*YOUR GOAL*
In the text on regional cricket broadcasting in India, which new channel did MSM start using this year to air the IPL for its Tamil, Telugu and Bengali audiences?

Every 100 miles, dialects change in India. And for a country with 22 officially recognised regional languages, there are a few passions which unite us all. Cricket, of course, tops the chart.
Taking a cue from this, broadcasters such as Star India and Multi Screen Media (MSM) are using sporting events such as the ICC World Cup and Indian Premier League (IPL) respectively to not only increase their reach but also get more advertisers on board. MSM, which airs the IPL tourney every year on Sony Max and Sony Six, has this year started airing it on its new channel Sony Kix to cater to its Tamil, Telugu and Bengali audiences. Says Rohit Gupta, president, MSM, “It will help the network get additional viewers.”
The move comes after last year’s FIFA World Cup experimentation when it broadcast the matches on the network’s Bengali channel, Sony Aath.
The regional channel saw an increase in its viewers’ base after this. “We experimented with FIFA last year as the popularity of the game in Bengal is higher than the other regions in the country. It worked very well for us and with IPL we want to carry forward the trend we started,” said Prasanna Krishnan, business head, Sony Six and Sony Kix.

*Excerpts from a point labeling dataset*
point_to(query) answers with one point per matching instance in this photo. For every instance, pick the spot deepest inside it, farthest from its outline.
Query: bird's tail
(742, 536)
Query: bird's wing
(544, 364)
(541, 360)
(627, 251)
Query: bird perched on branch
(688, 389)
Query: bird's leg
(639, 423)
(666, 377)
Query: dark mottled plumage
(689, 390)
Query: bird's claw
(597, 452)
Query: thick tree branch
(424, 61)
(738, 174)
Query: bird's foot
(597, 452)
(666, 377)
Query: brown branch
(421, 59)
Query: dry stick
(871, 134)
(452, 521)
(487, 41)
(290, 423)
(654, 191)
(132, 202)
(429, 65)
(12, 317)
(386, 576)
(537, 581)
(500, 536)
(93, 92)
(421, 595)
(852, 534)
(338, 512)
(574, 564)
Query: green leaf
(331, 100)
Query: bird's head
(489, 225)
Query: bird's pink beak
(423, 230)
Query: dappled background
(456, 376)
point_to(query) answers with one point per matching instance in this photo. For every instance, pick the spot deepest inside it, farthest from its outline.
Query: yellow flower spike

* * *

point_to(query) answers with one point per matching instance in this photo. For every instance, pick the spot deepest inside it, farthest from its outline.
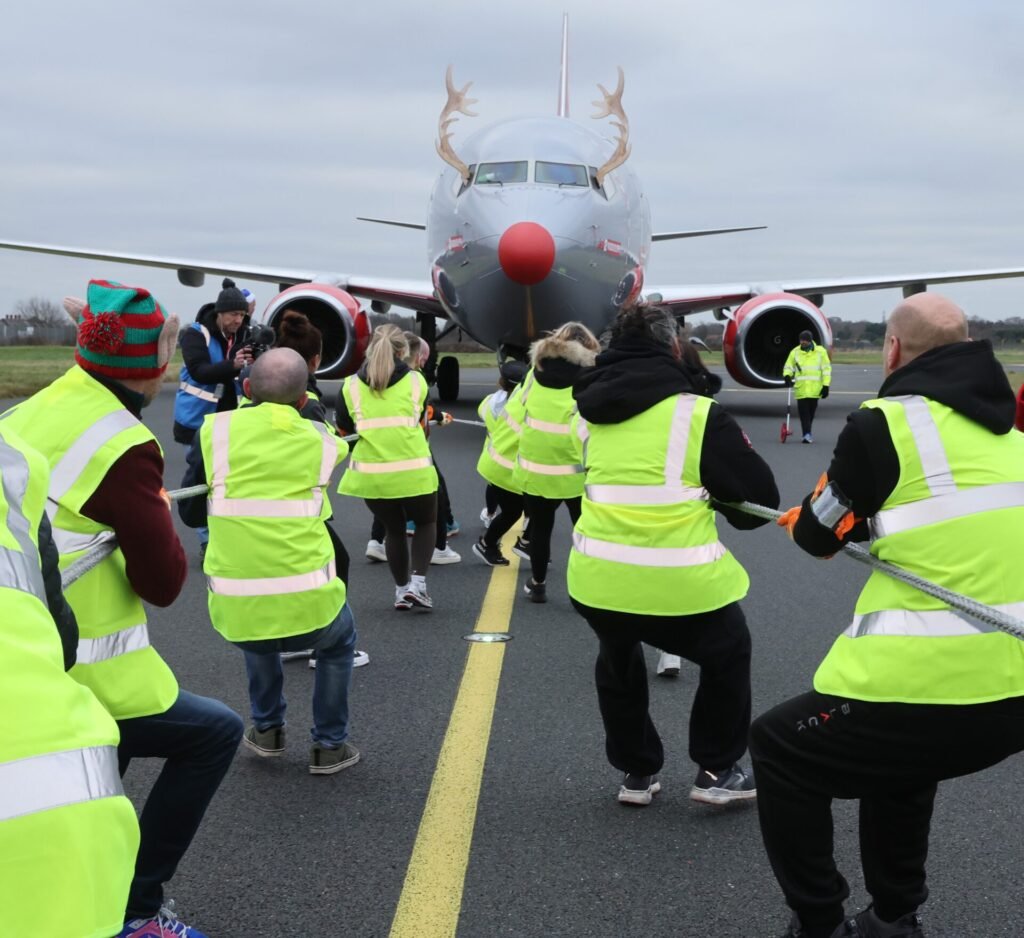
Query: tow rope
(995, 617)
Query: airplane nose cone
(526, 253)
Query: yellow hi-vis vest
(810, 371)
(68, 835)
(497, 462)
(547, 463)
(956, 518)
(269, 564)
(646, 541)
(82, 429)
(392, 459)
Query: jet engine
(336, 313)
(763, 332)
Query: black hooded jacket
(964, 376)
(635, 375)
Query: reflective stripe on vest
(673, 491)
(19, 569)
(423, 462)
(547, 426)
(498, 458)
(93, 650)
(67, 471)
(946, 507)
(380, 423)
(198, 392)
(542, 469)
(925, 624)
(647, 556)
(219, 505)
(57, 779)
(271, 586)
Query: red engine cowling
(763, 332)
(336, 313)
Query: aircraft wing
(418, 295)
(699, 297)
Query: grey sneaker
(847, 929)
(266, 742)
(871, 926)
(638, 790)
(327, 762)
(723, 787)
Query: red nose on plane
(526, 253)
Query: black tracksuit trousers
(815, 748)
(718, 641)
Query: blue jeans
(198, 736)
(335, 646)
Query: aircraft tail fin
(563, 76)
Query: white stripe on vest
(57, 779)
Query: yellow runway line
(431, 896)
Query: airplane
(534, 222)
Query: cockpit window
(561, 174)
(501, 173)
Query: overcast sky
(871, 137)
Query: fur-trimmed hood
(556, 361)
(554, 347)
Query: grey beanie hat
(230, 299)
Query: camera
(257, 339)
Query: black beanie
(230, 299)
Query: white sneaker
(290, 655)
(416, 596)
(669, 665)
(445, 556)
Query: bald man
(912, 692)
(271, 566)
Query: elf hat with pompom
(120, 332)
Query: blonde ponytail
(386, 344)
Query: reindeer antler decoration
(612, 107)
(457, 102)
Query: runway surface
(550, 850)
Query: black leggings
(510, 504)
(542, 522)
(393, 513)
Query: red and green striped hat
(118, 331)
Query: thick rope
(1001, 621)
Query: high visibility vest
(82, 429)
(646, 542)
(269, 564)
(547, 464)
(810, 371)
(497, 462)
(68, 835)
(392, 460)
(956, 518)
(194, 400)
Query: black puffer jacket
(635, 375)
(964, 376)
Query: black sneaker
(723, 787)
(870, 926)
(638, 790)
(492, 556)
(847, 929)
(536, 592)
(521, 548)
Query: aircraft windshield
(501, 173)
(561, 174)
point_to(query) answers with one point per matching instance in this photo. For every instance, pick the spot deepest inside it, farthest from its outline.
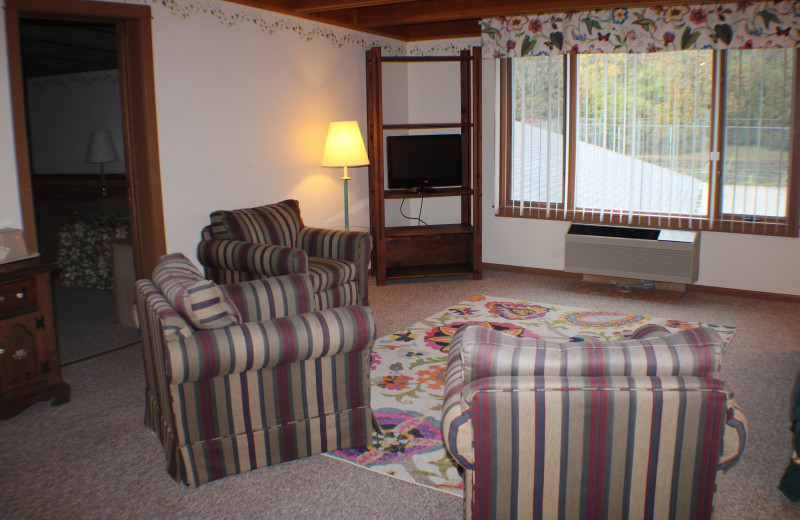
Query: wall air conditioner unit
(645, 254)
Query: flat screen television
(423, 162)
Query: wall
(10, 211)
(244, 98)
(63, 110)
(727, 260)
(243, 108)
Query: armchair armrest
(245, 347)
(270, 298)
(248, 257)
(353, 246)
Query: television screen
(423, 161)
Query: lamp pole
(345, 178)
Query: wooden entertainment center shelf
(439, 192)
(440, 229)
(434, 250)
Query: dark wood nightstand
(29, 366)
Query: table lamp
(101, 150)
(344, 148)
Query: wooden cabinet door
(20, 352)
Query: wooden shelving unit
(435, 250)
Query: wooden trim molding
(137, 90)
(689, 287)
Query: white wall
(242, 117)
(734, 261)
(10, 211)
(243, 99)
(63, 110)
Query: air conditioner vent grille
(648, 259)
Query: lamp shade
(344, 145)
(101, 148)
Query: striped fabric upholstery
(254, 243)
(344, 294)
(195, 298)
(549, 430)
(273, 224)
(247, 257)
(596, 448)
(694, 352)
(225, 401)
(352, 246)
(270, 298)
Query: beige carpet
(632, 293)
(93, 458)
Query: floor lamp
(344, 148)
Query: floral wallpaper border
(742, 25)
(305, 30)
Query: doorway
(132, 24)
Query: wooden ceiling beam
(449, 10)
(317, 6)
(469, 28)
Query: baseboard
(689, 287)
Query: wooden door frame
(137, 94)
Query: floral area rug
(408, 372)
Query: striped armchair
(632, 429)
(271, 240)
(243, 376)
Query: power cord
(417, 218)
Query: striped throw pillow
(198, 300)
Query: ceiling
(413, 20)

*EXERCISE SOLUTION*
Sony Kix